■ THE RECORDS:
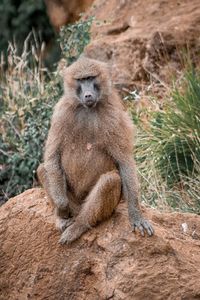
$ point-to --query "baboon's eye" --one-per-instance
(96, 87)
(78, 90)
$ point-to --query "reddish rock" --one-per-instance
(108, 262)
(145, 40)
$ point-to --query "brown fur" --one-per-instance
(88, 156)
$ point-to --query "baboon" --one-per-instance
(88, 164)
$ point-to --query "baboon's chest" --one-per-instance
(84, 161)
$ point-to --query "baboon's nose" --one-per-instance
(89, 99)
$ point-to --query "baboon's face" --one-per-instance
(88, 91)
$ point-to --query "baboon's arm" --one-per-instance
(55, 178)
(121, 150)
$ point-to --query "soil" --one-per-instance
(108, 262)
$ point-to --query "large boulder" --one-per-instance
(145, 41)
(108, 262)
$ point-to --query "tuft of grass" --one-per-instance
(74, 38)
(168, 149)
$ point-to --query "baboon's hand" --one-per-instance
(143, 225)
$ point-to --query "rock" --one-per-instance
(145, 40)
(108, 262)
(65, 11)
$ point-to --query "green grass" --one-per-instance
(28, 94)
(168, 149)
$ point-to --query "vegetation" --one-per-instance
(19, 18)
(168, 139)
(27, 95)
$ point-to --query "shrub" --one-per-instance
(28, 94)
(168, 150)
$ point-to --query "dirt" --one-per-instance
(108, 262)
(145, 41)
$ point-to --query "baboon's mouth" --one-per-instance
(90, 103)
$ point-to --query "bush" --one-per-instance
(18, 18)
(27, 96)
(168, 150)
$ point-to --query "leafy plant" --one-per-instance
(168, 149)
(74, 38)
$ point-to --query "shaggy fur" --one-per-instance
(88, 162)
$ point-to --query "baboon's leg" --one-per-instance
(98, 206)
(62, 215)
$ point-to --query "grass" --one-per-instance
(168, 139)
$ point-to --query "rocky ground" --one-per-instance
(143, 41)
(108, 262)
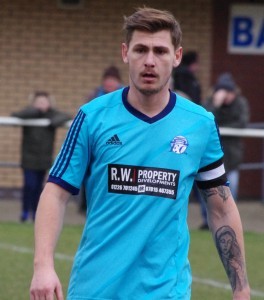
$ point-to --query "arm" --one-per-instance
(49, 221)
(225, 224)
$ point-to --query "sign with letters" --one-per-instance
(246, 29)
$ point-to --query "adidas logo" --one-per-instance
(114, 140)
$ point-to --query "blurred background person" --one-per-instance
(111, 81)
(184, 77)
(231, 109)
(185, 82)
(37, 149)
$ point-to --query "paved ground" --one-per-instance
(252, 214)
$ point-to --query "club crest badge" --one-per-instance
(179, 144)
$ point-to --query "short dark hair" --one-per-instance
(40, 94)
(152, 20)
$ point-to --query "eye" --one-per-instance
(140, 50)
(161, 51)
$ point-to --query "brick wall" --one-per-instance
(65, 51)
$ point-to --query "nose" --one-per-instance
(150, 59)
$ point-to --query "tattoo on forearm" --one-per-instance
(222, 191)
(230, 254)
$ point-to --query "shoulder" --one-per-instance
(189, 107)
(104, 102)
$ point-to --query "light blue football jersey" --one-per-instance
(138, 173)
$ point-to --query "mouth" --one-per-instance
(149, 77)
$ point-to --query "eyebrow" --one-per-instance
(147, 47)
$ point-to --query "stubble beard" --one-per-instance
(151, 91)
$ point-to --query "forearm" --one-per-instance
(225, 223)
(48, 224)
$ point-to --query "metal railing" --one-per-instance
(254, 130)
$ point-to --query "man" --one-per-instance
(137, 150)
(184, 77)
(37, 149)
(186, 84)
(111, 81)
(230, 109)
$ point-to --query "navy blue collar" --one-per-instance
(169, 107)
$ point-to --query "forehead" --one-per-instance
(157, 39)
(41, 98)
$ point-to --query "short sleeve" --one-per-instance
(212, 172)
(72, 161)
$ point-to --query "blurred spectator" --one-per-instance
(111, 81)
(231, 110)
(37, 149)
(186, 84)
(184, 77)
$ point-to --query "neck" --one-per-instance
(149, 105)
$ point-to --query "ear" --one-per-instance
(177, 57)
(124, 53)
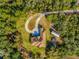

■ WHAT IS EXPECTED:
Find each line in the items above that contains the string "baboon" and copy those lines in full.

■ ANSWER TO THE TASK:
$ point-to --query "baboon's eye" --one-per-instance
$ point-to --query "baboon" --one-per-instance
$ point-to --query "baboon's chest" --one-per-instance
$ point-to --query "baboon's nose" --one-per-instance
$ point-to --query "baboon's face" --one-per-instance
$ point-to --query "baboon's arm" --one-per-instance
$ point-to --query "baboon's hand" --one-per-instance
$ point-to --query "baboon's mouth" --one-per-instance
$ point-to --query "baboon's leg" --one-per-instance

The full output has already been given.